TRECHO SELECIONADO:
P é a única testemunha da morte de Eusébio. O
crime ocorreu no dia 26 de abril, na zona rural do município de Maranhãozinho,
a três quilômetros da entrada da aldeia Ximborendá. Na manhã seguinte, na sede
da cidade de Zé Doca, seu filho conta que foi abordado por um proprietário de
serraria. “Ele disse que já sabia da morte e veio dizer que tinha outras
pessoas pra morrer”, relata M. “E ainda reclamou que não consegue mais madeira
lá”.
O madeireiro se referia à terra indígena dos
Ka’apor, que sofre constantes invasões para o roubo de árvores. Cansados de
esperar pela ajuda do Estado, desde 2013 os índios resolveram colocar a própria
vida em risco para expulsar os madeireiros. Eusébio era uma das lideranças
deste movimento.

(Linhas de um conjunto de dados)
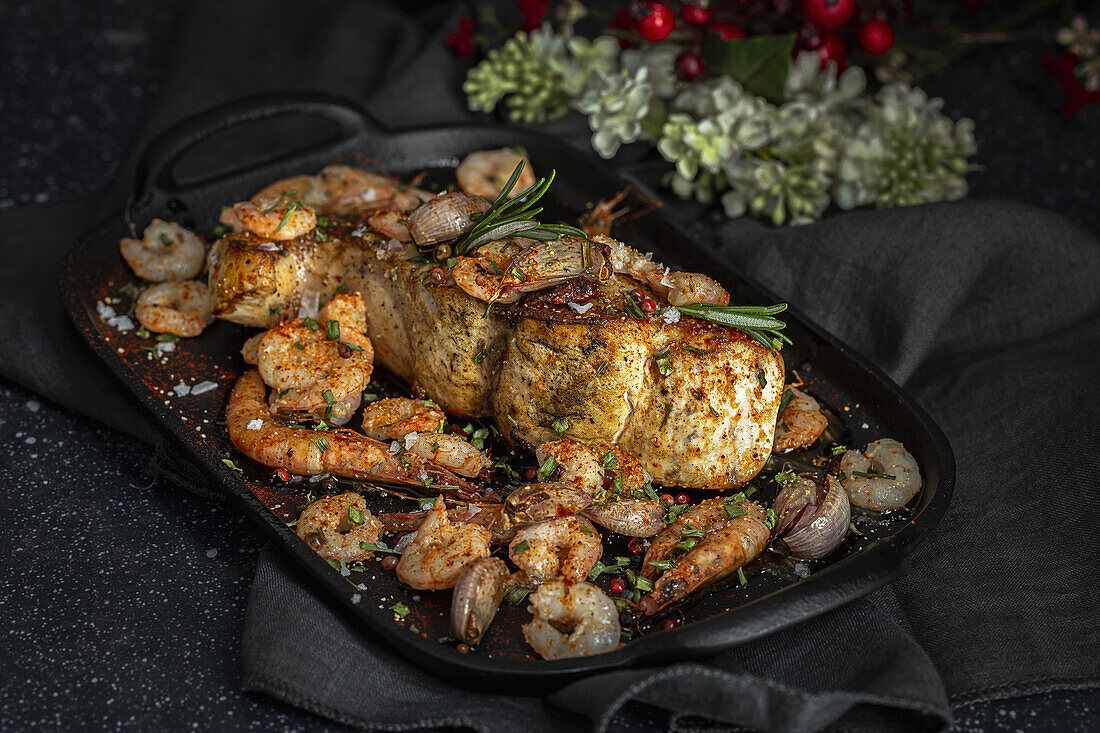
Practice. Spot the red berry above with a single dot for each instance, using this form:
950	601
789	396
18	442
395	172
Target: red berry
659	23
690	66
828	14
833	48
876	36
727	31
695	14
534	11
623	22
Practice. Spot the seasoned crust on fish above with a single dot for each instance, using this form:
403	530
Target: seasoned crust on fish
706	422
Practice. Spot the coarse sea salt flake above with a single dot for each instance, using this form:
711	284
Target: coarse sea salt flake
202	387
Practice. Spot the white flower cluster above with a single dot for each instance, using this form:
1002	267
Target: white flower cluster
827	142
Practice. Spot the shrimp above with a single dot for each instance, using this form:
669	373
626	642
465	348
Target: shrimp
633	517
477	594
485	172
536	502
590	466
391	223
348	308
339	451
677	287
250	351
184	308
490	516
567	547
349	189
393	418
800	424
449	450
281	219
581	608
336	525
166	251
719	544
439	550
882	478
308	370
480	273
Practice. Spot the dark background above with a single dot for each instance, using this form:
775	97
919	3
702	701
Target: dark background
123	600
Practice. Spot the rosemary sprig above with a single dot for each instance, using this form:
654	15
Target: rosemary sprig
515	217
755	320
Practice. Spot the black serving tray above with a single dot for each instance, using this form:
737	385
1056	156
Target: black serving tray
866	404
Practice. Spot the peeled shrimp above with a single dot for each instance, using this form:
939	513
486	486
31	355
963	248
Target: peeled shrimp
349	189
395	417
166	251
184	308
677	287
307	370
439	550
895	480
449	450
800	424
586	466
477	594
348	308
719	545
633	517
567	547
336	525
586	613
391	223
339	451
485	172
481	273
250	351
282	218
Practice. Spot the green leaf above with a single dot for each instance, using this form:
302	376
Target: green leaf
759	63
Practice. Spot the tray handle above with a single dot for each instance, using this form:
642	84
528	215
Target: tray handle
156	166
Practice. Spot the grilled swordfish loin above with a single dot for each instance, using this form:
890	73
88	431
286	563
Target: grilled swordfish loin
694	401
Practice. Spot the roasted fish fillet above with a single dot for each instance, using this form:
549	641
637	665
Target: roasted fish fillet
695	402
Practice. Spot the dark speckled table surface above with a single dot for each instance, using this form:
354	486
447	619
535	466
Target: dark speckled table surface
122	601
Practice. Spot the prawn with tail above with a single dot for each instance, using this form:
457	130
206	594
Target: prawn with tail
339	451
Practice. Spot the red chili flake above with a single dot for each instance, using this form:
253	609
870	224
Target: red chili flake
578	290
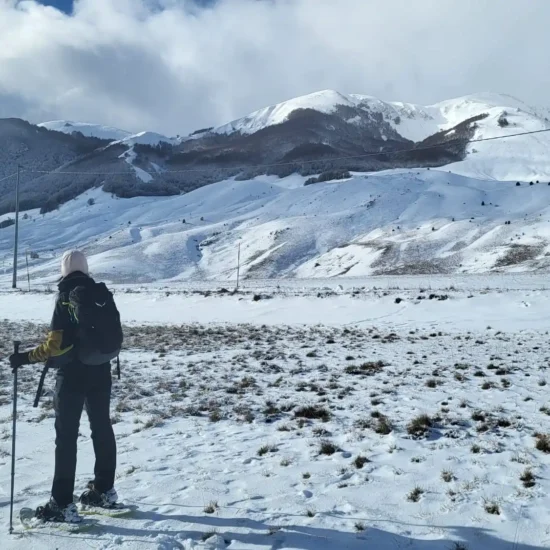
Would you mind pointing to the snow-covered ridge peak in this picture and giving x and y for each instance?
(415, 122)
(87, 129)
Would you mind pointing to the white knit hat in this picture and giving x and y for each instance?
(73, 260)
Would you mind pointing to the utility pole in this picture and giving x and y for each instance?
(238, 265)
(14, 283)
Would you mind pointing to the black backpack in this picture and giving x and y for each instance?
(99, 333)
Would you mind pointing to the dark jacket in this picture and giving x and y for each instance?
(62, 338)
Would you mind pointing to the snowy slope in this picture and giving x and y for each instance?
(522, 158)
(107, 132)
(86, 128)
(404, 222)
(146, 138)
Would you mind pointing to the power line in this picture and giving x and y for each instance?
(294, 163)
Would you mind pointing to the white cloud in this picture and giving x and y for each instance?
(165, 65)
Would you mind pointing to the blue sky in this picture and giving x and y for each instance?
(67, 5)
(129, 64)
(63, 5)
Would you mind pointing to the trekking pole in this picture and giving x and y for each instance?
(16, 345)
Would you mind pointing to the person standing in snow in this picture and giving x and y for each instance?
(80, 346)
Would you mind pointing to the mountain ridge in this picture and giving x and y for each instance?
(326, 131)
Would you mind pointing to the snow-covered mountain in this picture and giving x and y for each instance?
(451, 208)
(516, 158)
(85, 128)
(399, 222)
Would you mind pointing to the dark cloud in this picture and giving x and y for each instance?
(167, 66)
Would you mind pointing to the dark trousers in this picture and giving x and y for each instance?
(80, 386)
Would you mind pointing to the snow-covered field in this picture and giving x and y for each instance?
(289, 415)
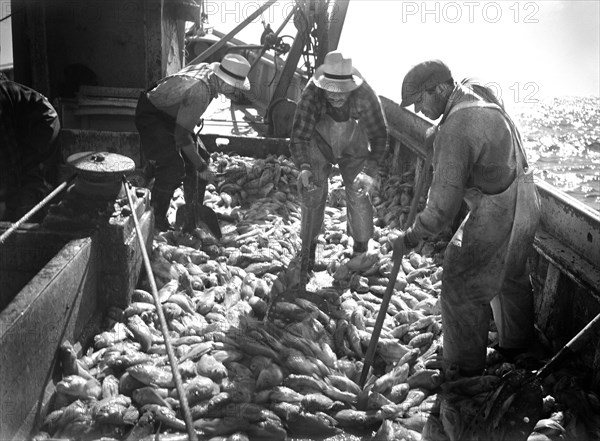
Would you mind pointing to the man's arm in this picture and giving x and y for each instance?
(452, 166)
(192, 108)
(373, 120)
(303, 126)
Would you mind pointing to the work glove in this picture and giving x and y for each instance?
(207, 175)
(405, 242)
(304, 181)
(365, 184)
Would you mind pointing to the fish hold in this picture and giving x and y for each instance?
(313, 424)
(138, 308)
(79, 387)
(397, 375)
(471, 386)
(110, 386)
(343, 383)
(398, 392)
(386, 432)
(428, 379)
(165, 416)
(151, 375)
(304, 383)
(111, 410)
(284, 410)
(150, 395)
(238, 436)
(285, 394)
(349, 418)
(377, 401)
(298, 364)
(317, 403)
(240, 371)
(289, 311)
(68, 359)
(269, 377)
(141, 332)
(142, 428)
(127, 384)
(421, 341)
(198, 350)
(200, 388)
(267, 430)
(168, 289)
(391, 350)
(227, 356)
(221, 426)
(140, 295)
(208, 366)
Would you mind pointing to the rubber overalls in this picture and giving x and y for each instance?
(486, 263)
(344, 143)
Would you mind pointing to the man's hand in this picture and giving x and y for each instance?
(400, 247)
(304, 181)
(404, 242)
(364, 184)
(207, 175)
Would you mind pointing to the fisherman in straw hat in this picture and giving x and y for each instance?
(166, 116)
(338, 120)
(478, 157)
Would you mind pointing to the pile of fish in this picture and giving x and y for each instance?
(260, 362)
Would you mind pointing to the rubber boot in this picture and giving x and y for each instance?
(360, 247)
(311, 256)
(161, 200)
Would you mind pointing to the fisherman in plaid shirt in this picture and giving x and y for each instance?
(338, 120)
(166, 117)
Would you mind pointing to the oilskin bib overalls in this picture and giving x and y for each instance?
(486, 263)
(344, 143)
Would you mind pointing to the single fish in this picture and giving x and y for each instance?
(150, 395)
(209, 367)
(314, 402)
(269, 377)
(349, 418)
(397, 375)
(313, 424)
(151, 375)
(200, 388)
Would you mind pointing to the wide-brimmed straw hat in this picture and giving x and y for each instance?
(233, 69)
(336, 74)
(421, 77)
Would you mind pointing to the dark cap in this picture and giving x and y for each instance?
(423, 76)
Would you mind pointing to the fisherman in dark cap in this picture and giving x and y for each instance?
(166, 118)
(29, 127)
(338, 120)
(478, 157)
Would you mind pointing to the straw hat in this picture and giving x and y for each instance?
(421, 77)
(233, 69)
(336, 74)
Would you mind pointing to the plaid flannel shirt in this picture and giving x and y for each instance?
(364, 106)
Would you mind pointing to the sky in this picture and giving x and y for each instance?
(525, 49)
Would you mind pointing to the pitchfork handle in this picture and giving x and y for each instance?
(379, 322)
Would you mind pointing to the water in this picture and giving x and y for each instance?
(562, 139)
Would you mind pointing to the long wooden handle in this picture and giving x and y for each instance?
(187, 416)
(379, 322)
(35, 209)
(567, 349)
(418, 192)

ENUNCIADO DA TAREFA:
Reproduza literalmente a passagem do texto sobre a morte de Eusébio, desde "P é a única" até "deste movimento.", inclusive.

RESPOSTA AO EXERCÍCIO:
P é a única testemunha da morte de Eusébio. O
crime ocorreu no dia 26 de abril, na zona rural do município de Maranhãozinho,
a três quilômetros da entrada da aldeia Ximborendá. Na manhã seguinte, na sede
da cidade de Zé Doca, seu filho conta que foi abordado por um proprietário de
serraria. “Ele disse que já sabia da morte e veio dizer que tinha outras
pessoas pra morrer”, relata M. “E ainda reclamou que não consegue mais madeira
lá”.
O madeireiro se referia à terra indígena dos
Ka’apor, que sofre constantes invasões para o roubo de árvores. Cansados de
esperar pela ajuda do Estado, desde 2013 os índios resolveram colocar a própria
vida em risco para expulsar os madeireiros. Eusébio era uma das lideranças
deste movimento.